Directions: Could you repeat the data word for word while skipping the pictures?
-------- Given information
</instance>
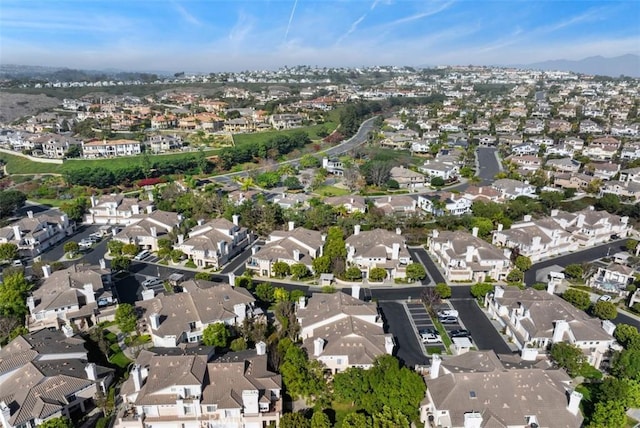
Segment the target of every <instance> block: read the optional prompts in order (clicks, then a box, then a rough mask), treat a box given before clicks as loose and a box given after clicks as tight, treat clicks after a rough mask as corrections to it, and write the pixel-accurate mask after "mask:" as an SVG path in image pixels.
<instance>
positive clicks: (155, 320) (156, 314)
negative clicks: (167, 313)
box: [149, 312, 160, 330]
mask: <svg viewBox="0 0 640 428" xmlns="http://www.w3.org/2000/svg"><path fill="white" fill-rule="evenodd" d="M149 322H150V324H151V330H157V329H158V328H160V314H159V313H157V312H154V313H152V314H151V315H149Z"/></svg>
----------------
Response:
</instance>
Segment the target of every <instance> block: read the optional prompts in order (clicks, then a box, then a rough mask), treat a box given before clicks as loose and a box given after clicks as tight, treat clicks after a rough mask as corrections to it, and write the pixel-accurate mask after "mask:" as an SVG path in image pixels.
<instance>
positive clicks: (155, 320) (156, 314)
negative clicks: (167, 313)
box: [149, 312, 160, 330]
mask: <svg viewBox="0 0 640 428" xmlns="http://www.w3.org/2000/svg"><path fill="white" fill-rule="evenodd" d="M149 322H150V324H151V330H157V329H158V328H160V314H159V313H157V312H154V313H152V314H151V315H149Z"/></svg>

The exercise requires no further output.